[Short problem] Render the stretch of the records from the line containing "the water droplet?" through the line containing "234 171 L 231", both included, as a JSON list of strings with one string per line and blank lines left out.

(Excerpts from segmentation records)
────
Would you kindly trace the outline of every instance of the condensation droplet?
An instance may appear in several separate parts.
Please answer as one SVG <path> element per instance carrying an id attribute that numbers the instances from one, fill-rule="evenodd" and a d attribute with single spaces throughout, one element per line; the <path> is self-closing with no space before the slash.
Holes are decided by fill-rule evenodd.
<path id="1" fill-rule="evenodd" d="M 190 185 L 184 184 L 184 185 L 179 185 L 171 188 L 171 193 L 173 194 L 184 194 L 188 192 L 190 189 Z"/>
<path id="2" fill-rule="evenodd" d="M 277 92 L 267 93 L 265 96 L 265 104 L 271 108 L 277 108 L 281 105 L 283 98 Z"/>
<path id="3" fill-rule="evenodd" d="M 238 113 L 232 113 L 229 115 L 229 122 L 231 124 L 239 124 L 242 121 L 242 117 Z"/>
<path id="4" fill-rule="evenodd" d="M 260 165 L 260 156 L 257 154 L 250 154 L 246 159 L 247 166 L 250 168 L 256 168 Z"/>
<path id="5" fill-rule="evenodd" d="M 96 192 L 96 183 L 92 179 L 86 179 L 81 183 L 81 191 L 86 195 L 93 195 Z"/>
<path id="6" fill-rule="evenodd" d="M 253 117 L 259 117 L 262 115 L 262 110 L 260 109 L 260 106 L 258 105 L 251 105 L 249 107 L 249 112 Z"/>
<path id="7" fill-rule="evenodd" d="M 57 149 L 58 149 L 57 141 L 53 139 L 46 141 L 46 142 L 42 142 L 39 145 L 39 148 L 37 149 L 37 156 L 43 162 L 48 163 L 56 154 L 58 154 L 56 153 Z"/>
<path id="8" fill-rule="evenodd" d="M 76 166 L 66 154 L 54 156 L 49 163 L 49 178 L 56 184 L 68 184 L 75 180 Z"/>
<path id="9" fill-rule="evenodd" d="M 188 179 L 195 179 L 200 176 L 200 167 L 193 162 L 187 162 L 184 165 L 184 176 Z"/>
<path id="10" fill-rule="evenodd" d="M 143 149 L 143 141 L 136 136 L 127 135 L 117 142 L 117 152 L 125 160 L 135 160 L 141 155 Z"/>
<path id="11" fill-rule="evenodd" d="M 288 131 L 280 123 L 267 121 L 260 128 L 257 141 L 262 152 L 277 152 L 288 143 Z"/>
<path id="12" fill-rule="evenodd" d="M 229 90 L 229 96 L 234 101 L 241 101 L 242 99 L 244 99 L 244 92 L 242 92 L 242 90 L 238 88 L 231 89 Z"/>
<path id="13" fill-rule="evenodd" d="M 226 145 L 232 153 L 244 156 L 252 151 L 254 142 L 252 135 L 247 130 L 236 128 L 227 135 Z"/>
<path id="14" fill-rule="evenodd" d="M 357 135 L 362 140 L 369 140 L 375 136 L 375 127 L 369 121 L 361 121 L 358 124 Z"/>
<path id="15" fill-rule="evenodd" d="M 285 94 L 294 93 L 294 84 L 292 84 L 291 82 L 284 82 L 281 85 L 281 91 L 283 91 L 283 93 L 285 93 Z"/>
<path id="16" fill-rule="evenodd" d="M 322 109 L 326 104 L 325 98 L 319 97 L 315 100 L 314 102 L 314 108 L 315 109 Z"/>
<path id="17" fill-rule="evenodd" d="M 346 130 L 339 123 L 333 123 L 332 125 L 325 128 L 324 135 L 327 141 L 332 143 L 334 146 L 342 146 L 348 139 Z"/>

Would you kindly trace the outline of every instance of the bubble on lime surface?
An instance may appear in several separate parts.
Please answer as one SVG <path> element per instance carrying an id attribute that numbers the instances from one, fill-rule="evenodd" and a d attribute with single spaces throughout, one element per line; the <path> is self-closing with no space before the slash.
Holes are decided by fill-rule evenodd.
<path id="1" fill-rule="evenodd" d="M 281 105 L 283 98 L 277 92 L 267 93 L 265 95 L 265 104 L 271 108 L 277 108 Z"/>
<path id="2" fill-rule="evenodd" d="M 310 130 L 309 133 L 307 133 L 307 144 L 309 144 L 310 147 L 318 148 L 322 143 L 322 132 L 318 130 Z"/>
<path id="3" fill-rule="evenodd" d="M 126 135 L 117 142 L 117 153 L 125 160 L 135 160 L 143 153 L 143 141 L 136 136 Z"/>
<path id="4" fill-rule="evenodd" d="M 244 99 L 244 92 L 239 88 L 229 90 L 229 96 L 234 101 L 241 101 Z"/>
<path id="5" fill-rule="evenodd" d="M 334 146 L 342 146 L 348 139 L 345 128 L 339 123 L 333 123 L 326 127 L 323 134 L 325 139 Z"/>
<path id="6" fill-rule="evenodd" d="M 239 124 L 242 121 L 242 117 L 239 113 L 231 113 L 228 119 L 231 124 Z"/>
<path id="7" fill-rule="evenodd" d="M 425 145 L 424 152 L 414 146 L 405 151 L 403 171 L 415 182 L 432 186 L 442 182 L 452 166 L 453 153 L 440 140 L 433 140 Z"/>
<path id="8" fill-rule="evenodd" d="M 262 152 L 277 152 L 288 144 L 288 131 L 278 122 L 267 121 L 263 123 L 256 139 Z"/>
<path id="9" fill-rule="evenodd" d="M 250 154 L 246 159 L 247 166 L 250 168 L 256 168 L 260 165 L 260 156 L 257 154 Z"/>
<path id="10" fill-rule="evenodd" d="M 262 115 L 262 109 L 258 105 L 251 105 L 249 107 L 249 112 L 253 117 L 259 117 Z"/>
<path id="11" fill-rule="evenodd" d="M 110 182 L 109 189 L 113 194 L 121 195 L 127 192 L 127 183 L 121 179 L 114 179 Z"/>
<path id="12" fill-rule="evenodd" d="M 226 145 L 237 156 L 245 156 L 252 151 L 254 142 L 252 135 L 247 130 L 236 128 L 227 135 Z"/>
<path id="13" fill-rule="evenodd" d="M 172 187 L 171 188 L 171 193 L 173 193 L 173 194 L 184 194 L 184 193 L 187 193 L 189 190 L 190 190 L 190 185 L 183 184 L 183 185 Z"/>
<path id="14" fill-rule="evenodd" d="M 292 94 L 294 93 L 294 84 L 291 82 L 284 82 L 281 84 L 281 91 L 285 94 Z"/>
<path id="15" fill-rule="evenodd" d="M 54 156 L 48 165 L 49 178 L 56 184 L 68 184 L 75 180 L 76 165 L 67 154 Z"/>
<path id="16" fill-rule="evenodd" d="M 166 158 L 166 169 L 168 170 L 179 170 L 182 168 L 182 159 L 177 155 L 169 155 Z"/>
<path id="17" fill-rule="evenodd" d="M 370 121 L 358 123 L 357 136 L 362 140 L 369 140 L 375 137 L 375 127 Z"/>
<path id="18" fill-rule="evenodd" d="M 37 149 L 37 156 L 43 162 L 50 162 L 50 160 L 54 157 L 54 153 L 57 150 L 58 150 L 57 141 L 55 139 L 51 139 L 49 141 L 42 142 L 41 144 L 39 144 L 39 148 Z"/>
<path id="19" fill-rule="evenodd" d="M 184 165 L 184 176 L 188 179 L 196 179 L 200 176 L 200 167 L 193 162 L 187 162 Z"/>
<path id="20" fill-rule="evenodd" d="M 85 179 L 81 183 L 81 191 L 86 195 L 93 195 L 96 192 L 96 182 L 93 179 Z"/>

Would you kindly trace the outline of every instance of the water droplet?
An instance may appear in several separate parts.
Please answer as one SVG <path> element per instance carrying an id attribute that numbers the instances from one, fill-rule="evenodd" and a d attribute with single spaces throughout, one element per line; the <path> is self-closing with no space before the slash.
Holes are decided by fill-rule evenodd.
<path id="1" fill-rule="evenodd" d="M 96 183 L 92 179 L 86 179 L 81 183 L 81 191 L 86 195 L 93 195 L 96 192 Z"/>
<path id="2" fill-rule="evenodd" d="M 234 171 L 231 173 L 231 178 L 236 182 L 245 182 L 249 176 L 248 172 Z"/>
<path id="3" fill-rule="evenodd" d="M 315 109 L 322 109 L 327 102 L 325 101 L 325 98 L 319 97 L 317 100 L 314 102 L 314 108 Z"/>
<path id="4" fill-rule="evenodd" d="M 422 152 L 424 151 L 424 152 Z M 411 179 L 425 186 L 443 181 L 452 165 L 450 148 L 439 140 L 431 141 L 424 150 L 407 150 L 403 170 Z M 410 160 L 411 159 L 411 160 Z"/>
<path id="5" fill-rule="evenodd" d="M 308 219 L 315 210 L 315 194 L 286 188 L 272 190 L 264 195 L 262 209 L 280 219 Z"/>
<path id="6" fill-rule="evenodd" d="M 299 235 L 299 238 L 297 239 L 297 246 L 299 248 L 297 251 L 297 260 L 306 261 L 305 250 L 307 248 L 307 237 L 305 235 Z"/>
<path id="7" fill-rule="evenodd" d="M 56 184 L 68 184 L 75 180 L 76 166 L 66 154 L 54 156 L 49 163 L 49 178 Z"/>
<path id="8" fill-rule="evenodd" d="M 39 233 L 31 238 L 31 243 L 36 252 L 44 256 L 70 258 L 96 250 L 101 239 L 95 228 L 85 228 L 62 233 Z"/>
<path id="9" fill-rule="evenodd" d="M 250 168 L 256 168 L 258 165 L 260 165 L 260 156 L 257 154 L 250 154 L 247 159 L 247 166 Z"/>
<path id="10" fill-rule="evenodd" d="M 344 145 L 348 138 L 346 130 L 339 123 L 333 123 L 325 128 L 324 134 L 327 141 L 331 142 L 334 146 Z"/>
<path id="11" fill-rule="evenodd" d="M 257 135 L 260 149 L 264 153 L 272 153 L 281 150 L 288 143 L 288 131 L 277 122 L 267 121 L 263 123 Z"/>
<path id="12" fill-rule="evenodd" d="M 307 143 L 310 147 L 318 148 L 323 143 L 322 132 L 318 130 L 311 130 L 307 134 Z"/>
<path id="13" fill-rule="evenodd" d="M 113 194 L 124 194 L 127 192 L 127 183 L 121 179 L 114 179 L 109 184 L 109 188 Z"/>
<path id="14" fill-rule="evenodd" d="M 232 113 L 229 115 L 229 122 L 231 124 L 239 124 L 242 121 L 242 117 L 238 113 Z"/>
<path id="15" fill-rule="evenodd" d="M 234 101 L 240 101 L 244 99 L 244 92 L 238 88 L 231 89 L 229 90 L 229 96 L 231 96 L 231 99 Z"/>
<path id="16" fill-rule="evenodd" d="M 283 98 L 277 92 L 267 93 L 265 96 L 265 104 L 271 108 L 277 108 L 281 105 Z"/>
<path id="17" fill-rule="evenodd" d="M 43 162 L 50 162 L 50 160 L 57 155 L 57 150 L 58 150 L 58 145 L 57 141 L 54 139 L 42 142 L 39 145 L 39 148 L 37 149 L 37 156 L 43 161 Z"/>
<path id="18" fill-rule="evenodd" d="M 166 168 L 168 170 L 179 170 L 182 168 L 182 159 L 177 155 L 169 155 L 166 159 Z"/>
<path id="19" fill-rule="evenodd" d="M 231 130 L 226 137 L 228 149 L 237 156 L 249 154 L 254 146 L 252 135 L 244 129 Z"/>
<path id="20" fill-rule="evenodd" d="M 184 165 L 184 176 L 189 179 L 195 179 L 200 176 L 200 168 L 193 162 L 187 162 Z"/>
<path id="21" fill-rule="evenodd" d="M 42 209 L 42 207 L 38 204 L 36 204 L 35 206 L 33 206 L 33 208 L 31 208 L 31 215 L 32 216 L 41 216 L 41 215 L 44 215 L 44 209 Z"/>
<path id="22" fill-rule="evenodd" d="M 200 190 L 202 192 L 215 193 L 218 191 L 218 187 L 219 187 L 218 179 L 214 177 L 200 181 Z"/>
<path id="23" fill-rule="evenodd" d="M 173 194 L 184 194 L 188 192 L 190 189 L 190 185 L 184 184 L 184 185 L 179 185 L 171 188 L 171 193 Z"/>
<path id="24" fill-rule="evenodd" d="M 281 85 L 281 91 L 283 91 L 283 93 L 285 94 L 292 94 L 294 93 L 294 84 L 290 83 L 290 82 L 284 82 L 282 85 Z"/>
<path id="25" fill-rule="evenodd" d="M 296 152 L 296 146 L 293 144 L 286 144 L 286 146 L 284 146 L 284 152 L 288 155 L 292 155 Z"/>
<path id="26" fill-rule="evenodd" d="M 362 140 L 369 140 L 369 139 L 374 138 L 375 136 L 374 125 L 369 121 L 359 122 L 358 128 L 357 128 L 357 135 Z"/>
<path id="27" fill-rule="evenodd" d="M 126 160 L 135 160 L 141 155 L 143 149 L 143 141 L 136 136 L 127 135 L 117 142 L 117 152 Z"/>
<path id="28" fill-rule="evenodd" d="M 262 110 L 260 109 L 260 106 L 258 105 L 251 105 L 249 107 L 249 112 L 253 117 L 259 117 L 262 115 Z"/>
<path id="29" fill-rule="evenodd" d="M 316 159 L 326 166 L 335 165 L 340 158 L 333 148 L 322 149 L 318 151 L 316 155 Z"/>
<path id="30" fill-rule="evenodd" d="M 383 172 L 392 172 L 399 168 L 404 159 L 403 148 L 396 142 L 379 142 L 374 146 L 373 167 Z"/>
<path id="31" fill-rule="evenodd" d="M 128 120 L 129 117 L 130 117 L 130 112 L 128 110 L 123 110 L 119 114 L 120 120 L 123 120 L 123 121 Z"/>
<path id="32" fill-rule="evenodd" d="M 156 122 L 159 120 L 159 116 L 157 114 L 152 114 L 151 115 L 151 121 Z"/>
────
[Exercise output]
[
  "Would you kindly trace the outline of every instance of the water droplet?",
  "An instance may appear in several separate parts.",
  "Please answer as one SVG <path> element per instance carrying an id attribute that numbers the instances from one, fill-rule=\"evenodd\" and a d attribute with single spaces throughout, one element per line; the <path> is self-closing with no space before the slash.",
  "Holes are decided by fill-rule evenodd.",
  "<path id=\"1\" fill-rule=\"evenodd\" d=\"M 96 183 L 92 179 L 86 179 L 81 183 L 81 191 L 86 195 L 93 195 L 96 192 Z\"/>",
  "<path id=\"2\" fill-rule=\"evenodd\" d=\"M 234 171 L 231 173 L 231 178 L 236 182 L 245 182 L 249 176 L 248 172 Z\"/>"
]